# Work required
Turn every line of the records below into one numbered list, skipping blank lines. Leave out the lines that stand in for pictures.
═════ Input for this task ═════
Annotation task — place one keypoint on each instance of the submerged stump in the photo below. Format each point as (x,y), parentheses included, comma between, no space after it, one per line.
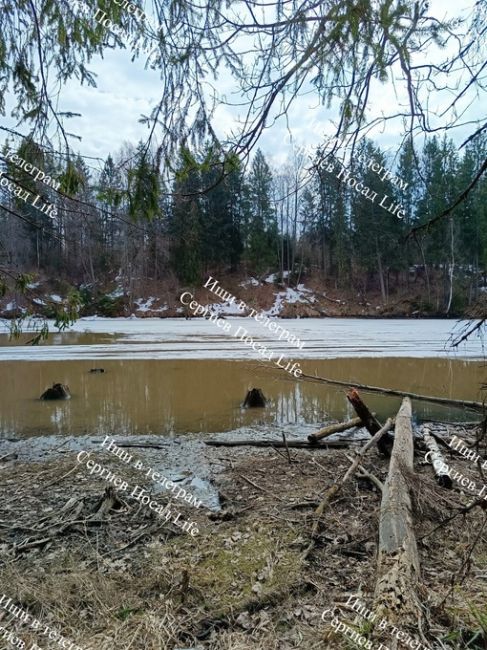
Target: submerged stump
(58,391)
(255,399)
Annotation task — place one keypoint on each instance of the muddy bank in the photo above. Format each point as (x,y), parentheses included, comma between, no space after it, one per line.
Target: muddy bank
(121,576)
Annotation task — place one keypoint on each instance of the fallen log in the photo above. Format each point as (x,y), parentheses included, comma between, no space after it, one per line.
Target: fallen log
(291,444)
(334,428)
(437,460)
(467,404)
(384,444)
(398,561)
(333,490)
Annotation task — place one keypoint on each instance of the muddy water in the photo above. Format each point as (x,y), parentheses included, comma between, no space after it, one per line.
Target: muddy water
(190,396)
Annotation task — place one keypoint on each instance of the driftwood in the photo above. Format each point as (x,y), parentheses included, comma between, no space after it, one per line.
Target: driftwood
(291,444)
(334,428)
(437,461)
(467,404)
(336,487)
(398,561)
(384,443)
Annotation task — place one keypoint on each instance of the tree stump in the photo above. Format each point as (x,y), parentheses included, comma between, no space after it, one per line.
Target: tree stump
(255,399)
(58,391)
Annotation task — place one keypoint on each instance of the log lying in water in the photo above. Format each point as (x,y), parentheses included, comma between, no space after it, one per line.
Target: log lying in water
(334,428)
(372,425)
(436,457)
(292,444)
(333,490)
(468,404)
(398,560)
═════
# Completed exercise
1. Annotation task — place one keypoint on each instance of the submerged stump in the photo below. Format each point as (x,y), parentheses included, comma between, no space after it, one per line.
2. Target: submerged stump
3. (58,391)
4. (255,399)
5. Annotation task — place one keypoint on each instance of the muddy bank in the photo above. Format each point as (x,y), parentheses included, comma between, no space after it, one per line.
6. Target: muddy bank
7. (121,576)
8. Annotation task — place one keypoint on each instance of the fallen log in the photo above. Format each point as (x,y), parentheses included, comma between, no space after it, one per line.
9. Target: fallen log
10. (291,444)
11. (334,428)
12. (437,460)
13. (467,404)
14. (384,444)
15. (398,561)
16. (333,490)
17. Annotation task — place one keypoint on each instance of the muddy water in the photo above. Format each point as (x,y), parentheses included, comma between, no space after it, one per line.
18. Target: muddy water
19. (190,396)
20. Annotation task — place one keypoint on each instance of the driftwood in the photo above. Format each point as (x,y), parentheses included, comma between, no space after it, one per line.
21. Target: driftwood
22. (291,444)
23. (334,428)
24. (437,461)
25. (467,404)
26. (336,487)
27. (398,561)
28. (384,443)
29. Annotation task — place one keypoint on each instance of the tree stump in the photo above. Format each point as (x,y), parentheses included, comma between, no space after it, one per line.
30. Target: tree stump
31. (255,399)
32. (58,391)
33. Annotation task — place one keypoint on each instance of the log lying in water in the photo above. Format each point as (x,y), parentheses included, comma between, no space after it, one per line.
34. Target: log lying in water
35. (334,428)
36. (372,425)
37. (436,457)
38. (292,444)
39. (333,490)
40. (468,404)
41. (398,560)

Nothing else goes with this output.